TEXT TO READ

This is why a group of us decided to come together to create a new 14 point Manifesto for Innovation which we hope to make a key issue in the forthcoming UK general election. Beyond that we hope to make this a global debate, for innovation is an issue that faces humanity. The Manifesto authors are: Nico Macdonald, Alan Patrick, Martyn Perks, Mitchell Sava, James Woudhuysen and myself.

We believe innovation is an indispensable premise for improving the quality of life. It is first, a means to a better life; but it also dignifies human beings, and sets them apart from animals. In innovation, humans find uses for things that seemed useless, and new uses for things they thought they knew the uses of.

During today’s economic downturn, innovation will be more important than ever. The sooner far-sighted strategies are developed and implemented by government, business and other agencies, the more a better world will be within humanity’s reach.

It is not innovation that creates inequality, but the social choices of institutions. We distinguish innovation from fiscal, regulatory, legal and cap-and-trade responses to today’s challenges. Unlike these technocratic measures, innovation has the potential, at least, to increase wealth and opportunity for everyone: it is not a zero-sum game.

The Big Potatoes Manifesto is call to arms: for leadership and risk taking, for accepting failure and unexpected outcomes as the necessary and inevitable path to success, for bold and ambitious experimentation and an end to the instrumentalist short-termism which has institutionalised a culture of limits. This Manifesto is designed to improve the climate for innovation and represents a clarion call for a new generation of leaders that can inspire new gymnastics in the mind and new ingenuity in the lab and factory floor.

14 points to raise the debate

The Manifesto consists of the following 14 points:

  1. Think big!
  2. Go beyond the post-war legacy of innovation
  3. Principles, not models!
  4. In praise of ‘useless’ research
  5. Innovation is hard work
  6. For success, expect lots of failures
  7. Regard chance and surprise as allies
  8. Take risks
  9. Innovation demands leadership
  10. Innovation is every body’s responsibility
  11. Trust the people, not regulation
  12. Think global, act global
  13. The spirit of innovation knows no limits
  14. By, with and for humanity

The Manifesto will be publicly launched at the end of this month. If you are interested in reading the Manifesto and/or getting involved, or attending the public launch, please visit us here and register your interest.


  1. I’m always excited to see anyone exploring innovation, as I agree that it’s one of the things that human beings live for. Unfortunately I fear that Big Potatoes might have a slightly impoverished view of what innovation is.

    It’s not true at all that economic, fiscal or regulatory actions are zero-sum, and I hope that this does not mean that the manifesto excludes social or economic innovation as a source of human welfare and fulfilment.

TASKS TO COMPLETE
1. In the innovation manifesto text, in which election do the authors hope to make the manifesto a key issue?
2. Using the innovation manifesto text, explain why the authors distinguish innovation from fiscal, regulatory, legal and cap-and-trade responses.

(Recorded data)
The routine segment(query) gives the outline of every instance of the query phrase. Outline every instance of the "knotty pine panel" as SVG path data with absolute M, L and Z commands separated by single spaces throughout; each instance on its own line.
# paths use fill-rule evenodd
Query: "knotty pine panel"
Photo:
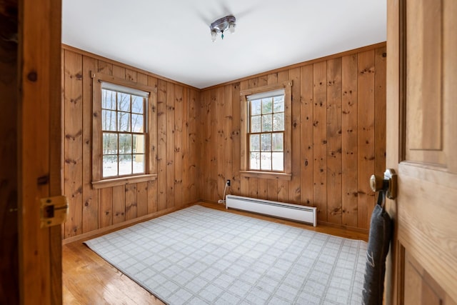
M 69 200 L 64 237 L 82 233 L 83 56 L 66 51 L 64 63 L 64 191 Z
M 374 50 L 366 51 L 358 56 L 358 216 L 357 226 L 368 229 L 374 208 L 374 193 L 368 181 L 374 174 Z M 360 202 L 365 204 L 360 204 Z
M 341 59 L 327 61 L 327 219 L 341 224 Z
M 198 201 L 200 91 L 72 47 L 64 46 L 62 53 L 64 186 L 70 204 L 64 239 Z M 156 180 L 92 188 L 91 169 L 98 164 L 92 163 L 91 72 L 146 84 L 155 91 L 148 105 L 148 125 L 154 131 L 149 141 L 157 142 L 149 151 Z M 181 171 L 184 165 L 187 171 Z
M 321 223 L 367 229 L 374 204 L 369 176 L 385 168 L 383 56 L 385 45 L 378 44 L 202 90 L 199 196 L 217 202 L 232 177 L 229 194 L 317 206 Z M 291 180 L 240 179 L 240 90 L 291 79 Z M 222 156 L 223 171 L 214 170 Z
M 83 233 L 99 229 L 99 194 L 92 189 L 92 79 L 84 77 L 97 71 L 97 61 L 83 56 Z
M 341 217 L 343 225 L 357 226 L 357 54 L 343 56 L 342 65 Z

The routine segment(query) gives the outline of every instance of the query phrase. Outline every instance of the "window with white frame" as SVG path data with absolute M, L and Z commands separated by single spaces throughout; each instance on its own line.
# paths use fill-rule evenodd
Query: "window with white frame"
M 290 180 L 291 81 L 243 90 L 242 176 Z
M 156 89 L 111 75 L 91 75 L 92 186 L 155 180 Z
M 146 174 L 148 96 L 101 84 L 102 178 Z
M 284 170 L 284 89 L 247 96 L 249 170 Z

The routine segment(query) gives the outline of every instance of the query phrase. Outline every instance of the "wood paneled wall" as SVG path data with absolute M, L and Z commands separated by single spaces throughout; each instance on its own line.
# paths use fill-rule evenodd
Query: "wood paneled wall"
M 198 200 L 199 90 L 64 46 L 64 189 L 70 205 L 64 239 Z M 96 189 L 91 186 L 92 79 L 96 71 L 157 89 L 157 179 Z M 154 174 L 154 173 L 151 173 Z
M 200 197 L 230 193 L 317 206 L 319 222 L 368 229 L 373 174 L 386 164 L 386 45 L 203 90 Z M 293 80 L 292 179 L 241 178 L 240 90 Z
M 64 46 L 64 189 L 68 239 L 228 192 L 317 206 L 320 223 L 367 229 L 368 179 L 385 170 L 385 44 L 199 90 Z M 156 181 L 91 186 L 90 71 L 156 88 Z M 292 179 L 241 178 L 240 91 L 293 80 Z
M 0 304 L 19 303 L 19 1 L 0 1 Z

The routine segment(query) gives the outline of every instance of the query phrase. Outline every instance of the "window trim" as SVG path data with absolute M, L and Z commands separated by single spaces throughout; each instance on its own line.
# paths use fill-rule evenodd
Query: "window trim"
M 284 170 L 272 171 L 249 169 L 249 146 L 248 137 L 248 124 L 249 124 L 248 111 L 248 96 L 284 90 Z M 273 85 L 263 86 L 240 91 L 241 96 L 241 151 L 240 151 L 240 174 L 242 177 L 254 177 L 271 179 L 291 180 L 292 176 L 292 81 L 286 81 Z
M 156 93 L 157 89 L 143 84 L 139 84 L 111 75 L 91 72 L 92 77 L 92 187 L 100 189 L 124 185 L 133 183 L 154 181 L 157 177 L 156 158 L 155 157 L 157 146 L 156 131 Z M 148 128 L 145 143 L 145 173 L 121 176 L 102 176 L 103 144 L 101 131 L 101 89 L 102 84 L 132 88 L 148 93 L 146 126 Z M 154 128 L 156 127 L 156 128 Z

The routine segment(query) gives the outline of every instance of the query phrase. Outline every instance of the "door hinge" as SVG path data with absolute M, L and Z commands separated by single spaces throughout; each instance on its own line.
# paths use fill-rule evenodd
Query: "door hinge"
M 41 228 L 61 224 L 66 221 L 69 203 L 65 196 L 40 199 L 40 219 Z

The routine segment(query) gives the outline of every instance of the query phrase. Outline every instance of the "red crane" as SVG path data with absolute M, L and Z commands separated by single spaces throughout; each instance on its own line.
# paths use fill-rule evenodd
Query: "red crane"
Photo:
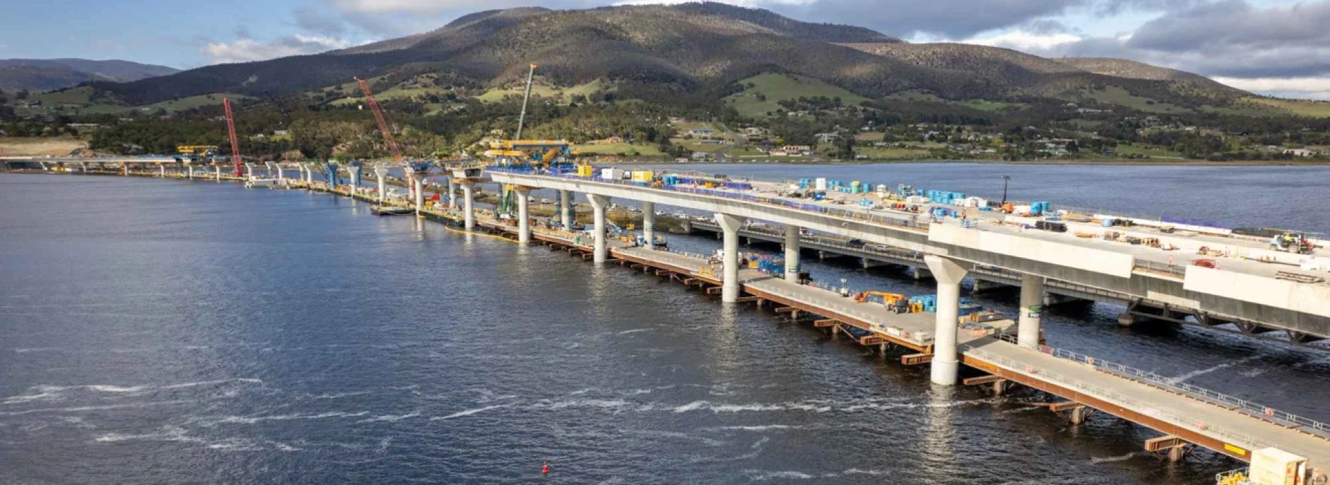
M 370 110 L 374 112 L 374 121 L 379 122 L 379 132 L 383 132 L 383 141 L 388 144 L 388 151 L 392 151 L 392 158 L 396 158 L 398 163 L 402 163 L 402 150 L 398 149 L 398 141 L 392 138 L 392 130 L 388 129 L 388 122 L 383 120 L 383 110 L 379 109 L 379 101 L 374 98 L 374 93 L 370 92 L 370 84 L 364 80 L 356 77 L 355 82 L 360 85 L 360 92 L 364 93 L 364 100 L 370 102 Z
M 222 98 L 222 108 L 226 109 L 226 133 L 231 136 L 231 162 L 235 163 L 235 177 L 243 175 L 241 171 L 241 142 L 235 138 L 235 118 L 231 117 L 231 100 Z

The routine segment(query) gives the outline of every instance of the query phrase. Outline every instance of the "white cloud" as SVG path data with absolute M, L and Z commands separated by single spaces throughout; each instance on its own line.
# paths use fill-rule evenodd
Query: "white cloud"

PROBLEM SOLUTIONS
1. The forthcoming UK general election.

2. The authors call those responses technocratic measures. Unlike them, innovation has the potential to increase wealth and opportunity for everyone, because it is not a zero-sum game.